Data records
══════

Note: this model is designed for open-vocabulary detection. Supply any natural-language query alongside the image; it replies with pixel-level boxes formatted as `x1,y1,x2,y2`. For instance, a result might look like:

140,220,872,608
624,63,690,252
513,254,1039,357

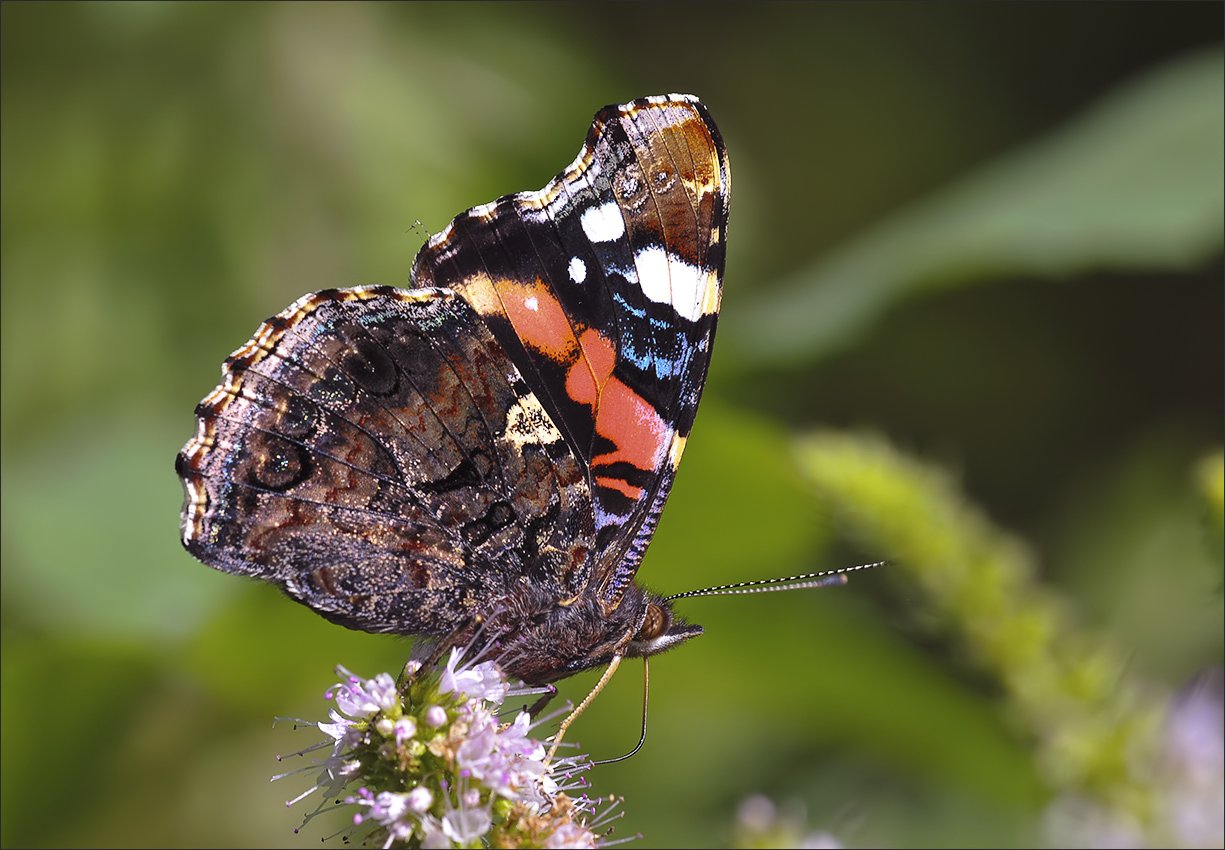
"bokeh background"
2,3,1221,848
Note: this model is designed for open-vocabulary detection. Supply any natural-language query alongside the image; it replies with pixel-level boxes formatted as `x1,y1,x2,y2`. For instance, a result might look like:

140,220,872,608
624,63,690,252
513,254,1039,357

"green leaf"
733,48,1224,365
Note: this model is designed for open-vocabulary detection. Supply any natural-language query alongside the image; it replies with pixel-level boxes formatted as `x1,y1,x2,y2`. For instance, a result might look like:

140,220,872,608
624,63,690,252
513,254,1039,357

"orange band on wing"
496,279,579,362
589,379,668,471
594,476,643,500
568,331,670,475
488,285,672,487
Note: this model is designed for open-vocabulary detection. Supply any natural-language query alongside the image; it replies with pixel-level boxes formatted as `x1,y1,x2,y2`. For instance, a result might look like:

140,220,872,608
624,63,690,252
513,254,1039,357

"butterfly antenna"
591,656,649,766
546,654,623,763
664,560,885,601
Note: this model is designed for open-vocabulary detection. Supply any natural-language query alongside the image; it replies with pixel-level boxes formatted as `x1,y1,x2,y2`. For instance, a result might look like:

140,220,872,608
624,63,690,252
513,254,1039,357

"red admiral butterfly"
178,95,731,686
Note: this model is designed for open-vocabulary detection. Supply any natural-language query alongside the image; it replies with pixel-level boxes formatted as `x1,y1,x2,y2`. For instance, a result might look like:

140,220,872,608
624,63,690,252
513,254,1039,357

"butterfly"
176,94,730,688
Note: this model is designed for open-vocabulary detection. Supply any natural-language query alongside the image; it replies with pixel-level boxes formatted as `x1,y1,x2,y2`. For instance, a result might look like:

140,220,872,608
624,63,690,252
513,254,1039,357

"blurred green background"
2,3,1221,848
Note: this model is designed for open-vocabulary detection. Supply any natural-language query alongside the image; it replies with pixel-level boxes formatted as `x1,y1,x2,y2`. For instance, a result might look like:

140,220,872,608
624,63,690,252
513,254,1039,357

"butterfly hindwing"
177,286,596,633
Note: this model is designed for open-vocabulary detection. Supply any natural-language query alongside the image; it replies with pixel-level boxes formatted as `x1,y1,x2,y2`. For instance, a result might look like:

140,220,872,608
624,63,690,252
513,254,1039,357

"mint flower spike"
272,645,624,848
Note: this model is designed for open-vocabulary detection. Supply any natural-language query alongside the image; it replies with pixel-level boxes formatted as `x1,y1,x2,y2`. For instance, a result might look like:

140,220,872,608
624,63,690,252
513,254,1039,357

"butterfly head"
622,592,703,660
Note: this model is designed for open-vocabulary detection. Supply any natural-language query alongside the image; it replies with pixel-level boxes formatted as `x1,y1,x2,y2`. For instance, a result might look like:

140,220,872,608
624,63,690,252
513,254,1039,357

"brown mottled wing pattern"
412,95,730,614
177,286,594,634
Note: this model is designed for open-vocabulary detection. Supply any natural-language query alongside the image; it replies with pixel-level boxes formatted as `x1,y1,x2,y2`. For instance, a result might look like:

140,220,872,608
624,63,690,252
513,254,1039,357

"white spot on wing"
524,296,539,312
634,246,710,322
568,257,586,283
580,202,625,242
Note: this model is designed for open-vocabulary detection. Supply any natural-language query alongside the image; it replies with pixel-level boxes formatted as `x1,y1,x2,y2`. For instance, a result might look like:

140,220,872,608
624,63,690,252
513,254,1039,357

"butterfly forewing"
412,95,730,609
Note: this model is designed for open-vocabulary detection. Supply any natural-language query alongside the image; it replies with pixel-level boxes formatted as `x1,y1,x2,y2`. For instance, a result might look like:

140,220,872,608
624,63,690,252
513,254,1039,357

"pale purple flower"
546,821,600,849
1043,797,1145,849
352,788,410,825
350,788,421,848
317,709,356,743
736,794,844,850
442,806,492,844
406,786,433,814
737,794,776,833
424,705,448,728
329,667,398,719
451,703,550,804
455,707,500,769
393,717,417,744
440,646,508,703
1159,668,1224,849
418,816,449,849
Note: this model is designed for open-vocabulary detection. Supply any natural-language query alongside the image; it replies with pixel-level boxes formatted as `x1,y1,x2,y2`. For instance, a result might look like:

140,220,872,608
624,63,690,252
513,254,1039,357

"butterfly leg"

══════

__Problem description__: Give the entries again exactly. Pictures stay out.

__Output for this exercise__:
Note: this model is designed for open-vocabulary detection. Supply any natural-language query alongside the image; it replies with pixel-level boxes formatted as `x1,y1,x2,y2`. For instance, a result might look like:

140,220,872,608
624,63,690,252
513,254,1039,357

"bokeh background"
2,3,1221,848
Note: this model is designed for open-vocabulary detection. Supply any natural-language query alongside the image; it replies with pixel-level boxes formatted as `x1,y1,x2,y2`. For instance, a result might look like:

140,220,872,608
624,63,690,252
513,254,1039,357

"green leaf"
733,48,1224,365
Note: this model is designed for open-vocabulary detection. Supply any natural-language query alongside the image; it replies with pixel-level boxes formatted as `x1,y1,x2,y2`. For instance, a result might look like:

140,220,872,608
624,63,690,252
513,254,1039,357

"orange band on wing"
496,279,579,362
589,379,668,471
594,476,643,500
568,331,670,475
488,285,672,487
Note: this model is designed for open-vocabulary detection. Supply any natural-language query alongside the image; it replies with pixel-level boxes formatted as `x1,y1,x2,y2`. For instance, a result might look like:

140,220,872,608
624,63,690,252
513,254,1039,357

"butterfly antenna"
591,656,649,766
546,654,623,763
664,560,885,601
Note: this model is designed for open-vocabulary detection. Supply any natural-language query alongside the image; it replies with pixel-level boxes formatted as `x1,y1,x2,y2`. For instance, a result might look like:

140,220,872,608
624,63,690,252
513,254,1039,357

"red admiral butterfly"
178,95,731,686
Note: this model is designed for open-vocabulary detection. Supply any natural-language query alongside the image; it replies with pixel-level boxes formatted as `x1,y1,x2,y2`. For instance, a result might look like:

140,220,872,608
624,63,690,252
513,254,1039,357

"butterfly"
176,94,730,688
Note: this model is designed for open-vocabulary detection. Supply any natural-language query alongside the image; it replies with pixel-level boxes formatted as `x1,y1,x2,y2`. For instance, a result might look like:

140,220,872,608
624,63,690,252
513,254,1039,357

"blurred green background"
2,3,1221,848
Note: this model is designed for open-vocabulary detection. Supply any natural-language query alongside the image; it replies with pixel-level boxes formatted as `x1,y1,x2,y2`. For instance, a result might look like:

140,220,872,608
624,63,690,252
513,254,1039,357

"butterfly hindwing"
177,286,596,633
Note: this model is designed for open-vocabulary detection. Supply any natural-language query alongside the image; it replies with pixel-level boxes formatted as `x1,y1,x2,y2`. For instance, a result might look like:

140,220,872,608
624,63,690,252
513,254,1039,357

"mint flower spike"
272,645,624,848
Note: this model is designed for open-vocabulary detection. Supply any natural-language query alongside the image; it replies with pixel-level boxes formatted as `x1,y1,x2,y2`. For instance, a result might look like:

140,220,872,608
624,63,690,252
513,254,1039,357

"butterfly head"
622,592,703,660
Note: this model is designed for open-vocabulary detection. Supply any natural-language query alongside the image; it replies with pixel-level boxes formatted as `x1,y1,x2,y2`. For instance, a result might look like:

140,220,872,608
624,63,690,252
513,254,1039,357

"brown mottled wing pattern"
412,95,730,614
177,286,594,634
Note: this model is designed for open-vocabulary detection. Supply any natural-language query alongside the image; it replies with pixel-level boxes formatted as `x1,y1,x2,y2`. For instance, a result might look like:

140,220,872,608
624,63,690,252
513,254,1039,357

"white spot on wing"
524,296,539,312
634,246,710,322
568,257,586,283
580,202,625,242
Note: this model is designed for open-vocabulary detection. Supply any natural-language query alongside the image; it replies with pixel-level boxes formatted as `x1,y1,x2,y2`. For instance, a result might look like:

140,220,872,608
624,63,690,252
513,254,1039,357

"butterfly forewing"
412,95,730,609
Note: this model is designed for open-vocabulary detection. Supply any natural-language query alongside the image; it replies with pixel-level boxes formatted as `x1,y1,x2,y2`. For instance, a result might look like:

140,220,872,608
624,63,690,252
513,254,1039,357

"pale purple flower"
546,821,600,849
1043,797,1145,849
352,788,410,825
350,788,421,848
317,709,356,743
736,794,844,850
442,806,492,844
406,786,433,814
737,794,776,833
424,705,448,728
329,667,398,719
451,703,550,804
455,707,500,769
393,717,417,744
440,646,508,703
1159,668,1224,849
418,816,449,849
Note: this model is designed for open-vocabulary detection. Supply any natural-language query alongside the image; it replies with pixel-level boxes formatted as `x1,y1,x2,y2`. For instance, a result might look like:

140,220,872,608
624,63,690,252
513,254,1039,357

"butterfly leg"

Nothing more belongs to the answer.